[begin Excerpt to read]

Pam and Kirk went next, and their run was smooth as silk! They're a great team, and moved the sheep through the course seemingly effortlessly, proving that it was indeed possible to have a nice run here, if you were capable.

Then I took my turn with Taz. He set himself up to go on an away. Despite this, and despite my earlier solid decision to send Taz to the right for our judged run, I inexplicably sent him to the left again. What the hell? Why does my best judgment seem to disappear when I'm competing? So bizarre! Anyway, predictably, he was way tight and slicy, which meant that his lift was nonexistent and his fetch was fast and uncontrolled. Ack! I lied him down with the sheep at the post to calm us both down for a second. Okay, the turn around the post was calmer, and our drive was actually not too terrible. He kept his line well enough until he didn't take an inside flank immediately right before we approached the panels. I was actually pretty proud of his driving, though—because we've been working on his outrun lately, we haven't done much driving at all, and he took all his other inside flanks right away. So we hopped over to the pen and, after one ewe squirted out, and Taz managed to get her back to the mouth of the pen without her circling (yay!), he penned them. Carol later told us we ran about four seconds over time, but that was okay.

So, it was an interesting day. I think the biggest thing I learned today was that my dogs might look like superstars at Bill's, but that doesn't necessarily translate to looking fabulous at a trial. I should have made sure Taz was wider and lied him down when he started to slice, and I should have enforced my commands with Craig, especially since this was a novice trial, so they'd understand that the same rules apply at a trial as in practice. And I need to keep my head a bit better at these trials. At least we were getting some experience trialing in a fairly low-key setting. I kind of can't imagine going into a real trial without at least having some idea of our strengths and weaknesses—to know what to expect so I can try to work out some sort of plan beforehand. Our first real trial of the season is in less than two weeks. Gah!

On that note, I want to say a big thank you to the organizers of this novice trial series: Nancy Penley, Lisa Webb, and Elaine Wood. Your efforts and support for us novice handlers are very much appreciated!

[end Excerpt to read]
[begin Listing]

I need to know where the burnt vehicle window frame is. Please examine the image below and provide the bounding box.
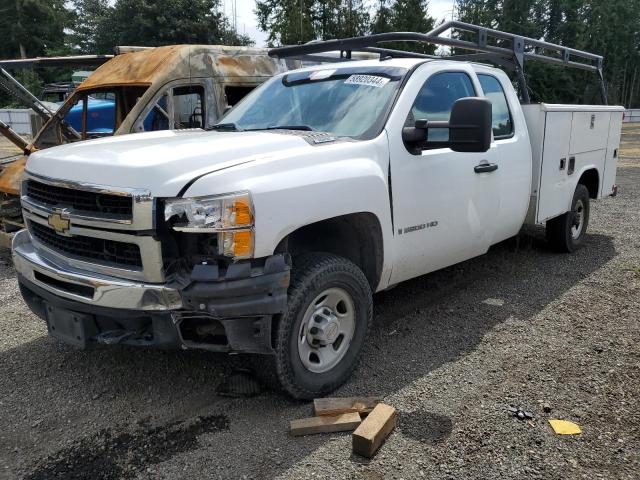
[33,85,149,148]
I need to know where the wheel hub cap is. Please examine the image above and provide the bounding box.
[298,288,355,373]
[307,307,340,347]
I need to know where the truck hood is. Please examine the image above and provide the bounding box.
[26,130,314,197]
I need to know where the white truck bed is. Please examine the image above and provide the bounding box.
[522,103,624,224]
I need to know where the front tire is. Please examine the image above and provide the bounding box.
[275,253,373,399]
[546,183,589,253]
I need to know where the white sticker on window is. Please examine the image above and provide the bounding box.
[309,69,336,80]
[344,75,390,88]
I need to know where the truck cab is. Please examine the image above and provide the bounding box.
[8,27,622,398]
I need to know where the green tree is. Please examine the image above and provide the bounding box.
[456,0,640,106]
[73,0,253,53]
[0,0,72,58]
[71,0,117,54]
[256,0,370,46]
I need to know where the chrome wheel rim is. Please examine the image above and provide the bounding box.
[298,287,356,373]
[571,200,584,240]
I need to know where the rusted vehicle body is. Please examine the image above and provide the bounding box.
[0,45,299,246]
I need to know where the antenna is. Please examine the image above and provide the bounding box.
[300,0,304,43]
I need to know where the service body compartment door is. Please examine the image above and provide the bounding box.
[537,112,573,222]
[565,112,611,155]
[600,112,622,197]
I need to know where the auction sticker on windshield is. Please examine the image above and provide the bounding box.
[344,75,389,88]
[309,69,336,80]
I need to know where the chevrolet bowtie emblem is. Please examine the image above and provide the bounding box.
[47,212,69,233]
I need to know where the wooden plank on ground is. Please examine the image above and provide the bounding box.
[351,403,397,458]
[289,413,362,436]
[313,397,382,416]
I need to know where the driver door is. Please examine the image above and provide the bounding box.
[388,67,499,284]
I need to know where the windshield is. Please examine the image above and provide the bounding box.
[214,66,407,139]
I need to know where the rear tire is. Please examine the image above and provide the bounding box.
[546,184,589,253]
[275,253,373,399]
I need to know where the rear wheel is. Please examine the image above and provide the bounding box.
[546,184,589,252]
[276,253,372,399]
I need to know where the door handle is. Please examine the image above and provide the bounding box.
[473,163,498,173]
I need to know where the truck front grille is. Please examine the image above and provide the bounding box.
[29,221,142,267]
[26,179,133,218]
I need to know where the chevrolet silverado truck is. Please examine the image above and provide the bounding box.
[13,24,623,398]
[0,45,300,246]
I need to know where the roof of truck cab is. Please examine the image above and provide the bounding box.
[78,45,282,90]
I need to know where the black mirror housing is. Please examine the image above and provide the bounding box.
[402,97,492,154]
[449,97,492,152]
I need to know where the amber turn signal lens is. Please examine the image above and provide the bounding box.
[219,230,253,259]
[233,200,253,225]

[end Listing]

=== Required work ===
a – According to the sheepdog trial account, by about how many seconds did the run with Taz go over time?
b – Reproduce the passage of the sheepdog trial account starting with "On that note, I" and going on through "very much appreciated!", replacing "organizers" with "coordinators".
Nothing in the listing is required for this work.

=== Worked solutions ===
a – About four seconds.

b –
On that note, I want to say a big thank you to the coordinators of this novice trial series: Nancy Penley, Lisa Webb, and Elaine Wood. Your efforts and support for us novice handlers are very much appreciated!